» **DIRECTIVE A**: In the records below, find every line that contains the word "license" and copy each of those lines.

— Start of PAGE EXTRACT —

Arab monitors arrive in Syria amid more bloodshed



DAMASCUS- A first team of Arab League monitors landed in Syria late Monday to monitor a deal to end nine months of deadly violence, as 30 people died in gunfire in and near the besieged central city of Homs.
The mission is part of an Arab plan endorsed by Syria on November 2 that calls for the withdrawal of security forces from towns and residential districts, a halt to violence against civilians and the release of detainees.
Since signing the deal, President Bashar al-Assad's regime has been accused of intensifying its crackdown, which has showed no signs of abating since it erupted in March and which the UN estimates has killed more than 5,000 people.



Arab monitors arrive in Syria amid more bloodshed
The private Dunya television channel, which is close to Assad's regime, said: "A delegation of 50 observers arrived on Monday evening in Damascus", adding that 10 team members were Egyptian.
General Mohammed Ahmed Mustafa al-Dabi, a veteran Sudanese military intelligence officer who is heading the Arab observer mission, arrived in the Syrian capital on Sunday.
Syria's opposition meanwhile urged United Nations and Arab League intervention as the spiral of violence continued.
Syrian National Council (SNC) head Burhan Ghaliun told reporters in Paris that some observers were already in Homs "but they are saying they cannot go where the authorities do not want them to go."
He said he was seeking UN and Arab League intervention "to put an end to this tragedy," and urged the UN Security Council to "adopt the Arab League's plan and ensure that it is applied."
"It is better if the UN Security Council takes this (Arab League) plan, adopts and provides the means for its application," Ghaliun said. "That would give it more force."
The Arab "plan to defuse the crisis is a good plan, but I do not believe the Arab League really has the means" to enforce it, he said.
"The observers are working in conditions that the Arab League has described as not being good. ... I think we have not properly negotiated the working conditions of the observers," Ghaliun added.

— End of PAGE EXTRACT —
— Start of MATERIAL TO PROCESS —

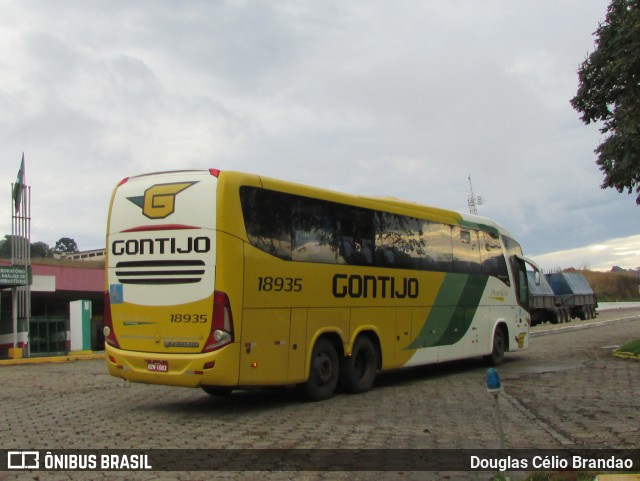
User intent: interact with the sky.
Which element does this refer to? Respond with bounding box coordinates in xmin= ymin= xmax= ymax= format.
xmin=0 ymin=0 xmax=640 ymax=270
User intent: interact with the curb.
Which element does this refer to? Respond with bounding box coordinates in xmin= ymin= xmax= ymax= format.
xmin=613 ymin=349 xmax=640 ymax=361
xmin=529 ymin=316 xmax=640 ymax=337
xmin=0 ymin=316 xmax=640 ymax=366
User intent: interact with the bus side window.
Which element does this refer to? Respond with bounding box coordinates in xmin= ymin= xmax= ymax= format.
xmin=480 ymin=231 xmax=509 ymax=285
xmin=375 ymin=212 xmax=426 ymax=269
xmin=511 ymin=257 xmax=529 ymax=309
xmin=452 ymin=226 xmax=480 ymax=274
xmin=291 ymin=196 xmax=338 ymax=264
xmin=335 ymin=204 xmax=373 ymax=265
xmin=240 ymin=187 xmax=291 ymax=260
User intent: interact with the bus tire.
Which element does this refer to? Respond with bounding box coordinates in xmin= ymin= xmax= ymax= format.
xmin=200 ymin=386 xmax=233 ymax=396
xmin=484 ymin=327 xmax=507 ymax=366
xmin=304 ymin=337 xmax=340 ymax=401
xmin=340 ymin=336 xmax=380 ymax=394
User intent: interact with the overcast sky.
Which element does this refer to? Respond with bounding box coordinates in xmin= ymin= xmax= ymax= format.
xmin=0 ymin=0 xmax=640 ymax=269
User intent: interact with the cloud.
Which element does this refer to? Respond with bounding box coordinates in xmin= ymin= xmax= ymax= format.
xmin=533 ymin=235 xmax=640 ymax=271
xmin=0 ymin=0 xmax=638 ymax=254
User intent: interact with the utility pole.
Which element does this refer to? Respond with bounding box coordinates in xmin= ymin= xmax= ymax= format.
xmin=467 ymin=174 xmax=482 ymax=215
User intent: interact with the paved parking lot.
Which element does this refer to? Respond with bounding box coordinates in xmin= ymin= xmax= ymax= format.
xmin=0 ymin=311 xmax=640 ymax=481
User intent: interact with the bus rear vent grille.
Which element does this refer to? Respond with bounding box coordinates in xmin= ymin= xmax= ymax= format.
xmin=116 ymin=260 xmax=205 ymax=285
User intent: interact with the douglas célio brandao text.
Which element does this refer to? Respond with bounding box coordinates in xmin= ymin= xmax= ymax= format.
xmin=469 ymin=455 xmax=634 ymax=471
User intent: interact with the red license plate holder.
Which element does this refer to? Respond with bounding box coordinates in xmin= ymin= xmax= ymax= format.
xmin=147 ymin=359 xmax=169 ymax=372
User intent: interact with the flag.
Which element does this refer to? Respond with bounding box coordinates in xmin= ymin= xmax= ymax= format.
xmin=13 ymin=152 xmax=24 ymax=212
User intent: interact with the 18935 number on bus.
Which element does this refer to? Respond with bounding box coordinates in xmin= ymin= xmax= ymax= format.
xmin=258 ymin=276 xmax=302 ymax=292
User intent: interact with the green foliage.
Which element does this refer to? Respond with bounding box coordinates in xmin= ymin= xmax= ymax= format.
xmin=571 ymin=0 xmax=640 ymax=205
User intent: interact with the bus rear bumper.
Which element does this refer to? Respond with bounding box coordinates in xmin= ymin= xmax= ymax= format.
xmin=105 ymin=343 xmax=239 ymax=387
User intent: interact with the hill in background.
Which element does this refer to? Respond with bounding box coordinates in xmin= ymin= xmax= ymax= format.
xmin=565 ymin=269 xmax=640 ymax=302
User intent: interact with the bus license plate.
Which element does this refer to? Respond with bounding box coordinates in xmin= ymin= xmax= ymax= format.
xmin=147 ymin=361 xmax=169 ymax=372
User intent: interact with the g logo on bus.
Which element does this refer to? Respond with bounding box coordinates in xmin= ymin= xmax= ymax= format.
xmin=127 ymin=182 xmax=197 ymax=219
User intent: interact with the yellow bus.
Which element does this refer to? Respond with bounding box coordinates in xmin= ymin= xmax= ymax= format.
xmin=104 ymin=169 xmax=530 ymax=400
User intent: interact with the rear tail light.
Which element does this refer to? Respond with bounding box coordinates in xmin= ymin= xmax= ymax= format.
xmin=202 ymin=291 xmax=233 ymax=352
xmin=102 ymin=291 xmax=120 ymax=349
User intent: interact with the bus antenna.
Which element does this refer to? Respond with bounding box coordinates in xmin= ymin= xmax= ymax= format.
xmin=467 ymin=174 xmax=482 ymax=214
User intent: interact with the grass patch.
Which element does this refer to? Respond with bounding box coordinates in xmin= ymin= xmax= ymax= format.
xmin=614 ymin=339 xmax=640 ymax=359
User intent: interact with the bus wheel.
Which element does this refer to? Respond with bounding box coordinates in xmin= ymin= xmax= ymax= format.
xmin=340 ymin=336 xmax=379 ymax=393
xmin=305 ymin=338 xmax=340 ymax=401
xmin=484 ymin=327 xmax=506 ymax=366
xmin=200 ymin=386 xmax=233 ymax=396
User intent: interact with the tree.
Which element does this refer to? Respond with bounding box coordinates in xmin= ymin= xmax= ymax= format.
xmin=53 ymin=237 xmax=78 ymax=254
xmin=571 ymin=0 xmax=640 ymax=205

— End of MATERIAL TO PROCESS —

» **DIRECTIVE B**: From the article above about Arab monitors arriving in Syria, extract the passage starting at "The mission is" and ending at "release of detainees.", copied word for word.

» **COMPLETE ANSWER A**:
User intent: interact with the red license plate holder.
User intent: interact with the bus license plate.

» **COMPLETE ANSWER B**:
The mission is part of an Arab plan endorsed by Syria on November 2 that calls for the withdrawal of security forces from towns and residential districts, a halt to violence against civilians and the release of detainees.